▸ **Extracted data**:
——

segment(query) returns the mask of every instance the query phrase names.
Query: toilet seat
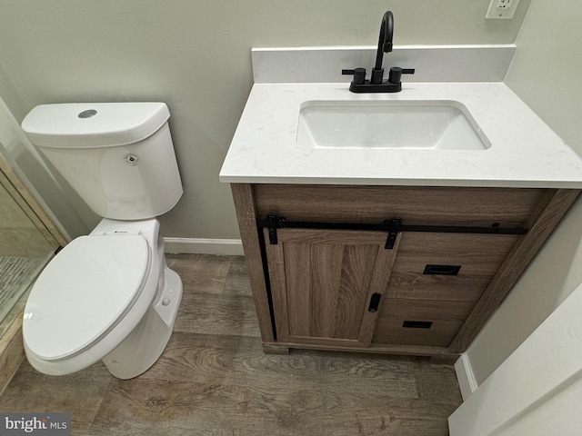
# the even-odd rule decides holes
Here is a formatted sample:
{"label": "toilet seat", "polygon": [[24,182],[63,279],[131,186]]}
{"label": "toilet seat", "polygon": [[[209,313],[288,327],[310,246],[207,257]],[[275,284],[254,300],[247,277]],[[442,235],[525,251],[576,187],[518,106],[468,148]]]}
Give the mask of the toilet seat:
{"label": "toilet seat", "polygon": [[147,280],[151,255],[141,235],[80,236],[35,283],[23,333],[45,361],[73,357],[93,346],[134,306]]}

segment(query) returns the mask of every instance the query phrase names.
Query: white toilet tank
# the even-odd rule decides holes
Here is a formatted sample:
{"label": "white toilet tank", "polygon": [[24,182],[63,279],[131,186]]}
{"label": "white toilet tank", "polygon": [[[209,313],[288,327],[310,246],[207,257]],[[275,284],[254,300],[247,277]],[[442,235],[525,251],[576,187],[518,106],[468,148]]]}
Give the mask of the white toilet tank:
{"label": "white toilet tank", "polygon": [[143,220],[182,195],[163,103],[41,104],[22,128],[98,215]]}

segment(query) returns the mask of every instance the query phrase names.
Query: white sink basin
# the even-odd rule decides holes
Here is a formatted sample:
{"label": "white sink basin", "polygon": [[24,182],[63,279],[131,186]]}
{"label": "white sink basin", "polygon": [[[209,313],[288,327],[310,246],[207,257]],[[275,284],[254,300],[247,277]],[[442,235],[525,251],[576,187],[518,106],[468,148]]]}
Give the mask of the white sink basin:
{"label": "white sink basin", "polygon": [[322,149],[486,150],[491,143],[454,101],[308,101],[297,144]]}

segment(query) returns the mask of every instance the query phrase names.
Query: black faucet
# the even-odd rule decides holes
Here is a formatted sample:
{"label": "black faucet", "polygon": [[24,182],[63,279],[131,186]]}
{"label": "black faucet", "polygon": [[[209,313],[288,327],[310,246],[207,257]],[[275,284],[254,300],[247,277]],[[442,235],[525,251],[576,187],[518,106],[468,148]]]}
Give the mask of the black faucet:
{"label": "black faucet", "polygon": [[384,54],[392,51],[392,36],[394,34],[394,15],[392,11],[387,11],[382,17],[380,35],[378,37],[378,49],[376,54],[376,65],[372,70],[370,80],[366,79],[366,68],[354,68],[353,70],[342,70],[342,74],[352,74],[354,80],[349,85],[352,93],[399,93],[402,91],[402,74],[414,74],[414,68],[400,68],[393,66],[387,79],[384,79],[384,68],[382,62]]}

——

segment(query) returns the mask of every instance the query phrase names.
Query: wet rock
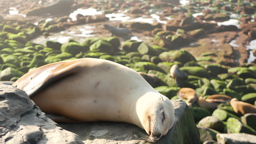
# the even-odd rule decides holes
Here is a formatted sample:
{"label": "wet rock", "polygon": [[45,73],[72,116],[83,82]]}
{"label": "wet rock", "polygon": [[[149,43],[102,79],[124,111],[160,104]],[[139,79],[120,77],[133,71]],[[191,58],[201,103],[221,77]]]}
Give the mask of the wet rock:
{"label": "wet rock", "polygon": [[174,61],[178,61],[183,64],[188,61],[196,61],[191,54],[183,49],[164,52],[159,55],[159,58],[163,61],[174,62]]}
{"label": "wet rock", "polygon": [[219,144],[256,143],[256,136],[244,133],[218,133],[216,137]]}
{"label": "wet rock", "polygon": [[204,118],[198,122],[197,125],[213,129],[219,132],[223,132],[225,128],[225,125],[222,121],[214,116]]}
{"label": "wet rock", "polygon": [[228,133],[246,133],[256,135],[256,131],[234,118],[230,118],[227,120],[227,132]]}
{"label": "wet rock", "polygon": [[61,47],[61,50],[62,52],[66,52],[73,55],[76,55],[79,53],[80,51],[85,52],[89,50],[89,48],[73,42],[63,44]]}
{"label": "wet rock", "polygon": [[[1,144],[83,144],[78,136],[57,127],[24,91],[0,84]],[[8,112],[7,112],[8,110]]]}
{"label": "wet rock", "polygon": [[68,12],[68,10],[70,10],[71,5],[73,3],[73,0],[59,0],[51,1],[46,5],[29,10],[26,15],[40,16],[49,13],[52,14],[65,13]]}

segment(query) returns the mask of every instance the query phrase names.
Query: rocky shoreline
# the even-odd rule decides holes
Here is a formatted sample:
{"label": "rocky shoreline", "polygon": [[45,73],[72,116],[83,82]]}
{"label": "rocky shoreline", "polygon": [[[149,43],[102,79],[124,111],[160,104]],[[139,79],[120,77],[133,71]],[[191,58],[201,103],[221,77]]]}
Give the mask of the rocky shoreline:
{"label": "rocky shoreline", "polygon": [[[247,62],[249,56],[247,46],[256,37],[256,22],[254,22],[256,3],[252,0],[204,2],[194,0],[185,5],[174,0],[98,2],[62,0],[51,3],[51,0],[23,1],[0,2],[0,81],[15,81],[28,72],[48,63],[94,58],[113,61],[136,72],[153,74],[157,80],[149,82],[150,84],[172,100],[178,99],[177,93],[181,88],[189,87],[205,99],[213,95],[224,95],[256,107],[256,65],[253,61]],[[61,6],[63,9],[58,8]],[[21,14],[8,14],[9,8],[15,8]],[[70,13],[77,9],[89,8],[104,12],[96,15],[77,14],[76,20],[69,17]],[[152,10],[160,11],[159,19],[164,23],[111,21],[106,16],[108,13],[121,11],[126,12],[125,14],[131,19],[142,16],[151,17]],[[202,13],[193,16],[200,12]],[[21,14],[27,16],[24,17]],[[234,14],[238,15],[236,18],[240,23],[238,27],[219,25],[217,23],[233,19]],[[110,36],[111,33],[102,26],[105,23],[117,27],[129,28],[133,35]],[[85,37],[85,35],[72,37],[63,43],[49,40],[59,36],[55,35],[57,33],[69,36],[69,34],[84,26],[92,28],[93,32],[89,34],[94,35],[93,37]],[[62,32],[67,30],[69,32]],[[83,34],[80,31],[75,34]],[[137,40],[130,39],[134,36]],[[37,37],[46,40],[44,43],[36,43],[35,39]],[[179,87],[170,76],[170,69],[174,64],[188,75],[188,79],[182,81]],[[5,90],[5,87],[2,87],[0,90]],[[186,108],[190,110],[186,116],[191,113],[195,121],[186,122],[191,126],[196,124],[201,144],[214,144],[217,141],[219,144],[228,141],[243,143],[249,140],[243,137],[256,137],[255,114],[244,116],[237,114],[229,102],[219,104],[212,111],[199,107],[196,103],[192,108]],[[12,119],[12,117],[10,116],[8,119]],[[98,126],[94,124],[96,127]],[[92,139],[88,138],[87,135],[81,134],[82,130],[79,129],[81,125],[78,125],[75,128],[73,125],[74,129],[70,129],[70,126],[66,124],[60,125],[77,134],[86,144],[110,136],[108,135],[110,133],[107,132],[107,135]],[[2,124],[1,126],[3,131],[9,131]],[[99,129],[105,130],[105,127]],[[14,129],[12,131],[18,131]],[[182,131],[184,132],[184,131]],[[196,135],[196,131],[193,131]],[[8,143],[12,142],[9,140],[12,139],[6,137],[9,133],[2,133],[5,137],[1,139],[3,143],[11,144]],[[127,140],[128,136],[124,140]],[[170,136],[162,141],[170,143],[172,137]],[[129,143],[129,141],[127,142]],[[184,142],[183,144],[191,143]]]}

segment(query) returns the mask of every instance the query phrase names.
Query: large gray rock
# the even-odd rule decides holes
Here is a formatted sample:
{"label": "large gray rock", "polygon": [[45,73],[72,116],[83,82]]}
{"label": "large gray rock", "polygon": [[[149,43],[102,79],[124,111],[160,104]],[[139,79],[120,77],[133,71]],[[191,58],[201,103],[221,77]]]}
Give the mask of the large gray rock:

——

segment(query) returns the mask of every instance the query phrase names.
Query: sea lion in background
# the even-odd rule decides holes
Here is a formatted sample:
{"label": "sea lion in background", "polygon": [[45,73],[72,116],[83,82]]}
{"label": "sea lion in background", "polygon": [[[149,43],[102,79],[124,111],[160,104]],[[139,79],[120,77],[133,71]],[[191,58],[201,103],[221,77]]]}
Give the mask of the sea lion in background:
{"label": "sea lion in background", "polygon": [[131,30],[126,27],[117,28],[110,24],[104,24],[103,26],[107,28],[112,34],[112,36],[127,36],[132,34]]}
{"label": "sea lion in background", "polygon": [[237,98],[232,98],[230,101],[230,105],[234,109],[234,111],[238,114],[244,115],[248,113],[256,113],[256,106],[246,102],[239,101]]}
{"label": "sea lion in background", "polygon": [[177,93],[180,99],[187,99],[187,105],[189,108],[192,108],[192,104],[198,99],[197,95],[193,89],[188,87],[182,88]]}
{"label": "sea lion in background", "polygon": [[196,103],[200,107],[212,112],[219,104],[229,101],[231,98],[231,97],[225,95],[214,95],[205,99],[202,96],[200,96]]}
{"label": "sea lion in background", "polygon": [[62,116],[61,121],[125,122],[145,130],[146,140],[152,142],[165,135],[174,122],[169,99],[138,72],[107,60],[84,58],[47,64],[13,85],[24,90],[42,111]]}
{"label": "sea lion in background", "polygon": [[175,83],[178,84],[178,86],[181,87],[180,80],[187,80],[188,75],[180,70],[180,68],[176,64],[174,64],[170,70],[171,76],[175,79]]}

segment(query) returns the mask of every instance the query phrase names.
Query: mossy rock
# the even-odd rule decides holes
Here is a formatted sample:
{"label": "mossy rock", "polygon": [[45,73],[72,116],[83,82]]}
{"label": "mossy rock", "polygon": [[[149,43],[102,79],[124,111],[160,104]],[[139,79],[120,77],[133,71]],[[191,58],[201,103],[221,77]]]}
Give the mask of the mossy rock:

——

Select every line of the items above that contains the word "gray", and copy each one out.

▸ **In response**:
Query: large gray rock
{"label": "large gray rock", "polygon": [[45,73],[72,116],[83,82]]}
{"label": "large gray rock", "polygon": [[[149,43],[102,79],[124,111],[160,104]],[[139,79],[120,77],[133,71]],[[191,58],[201,103],[221,77]]]}
Give the mask of the large gray rock:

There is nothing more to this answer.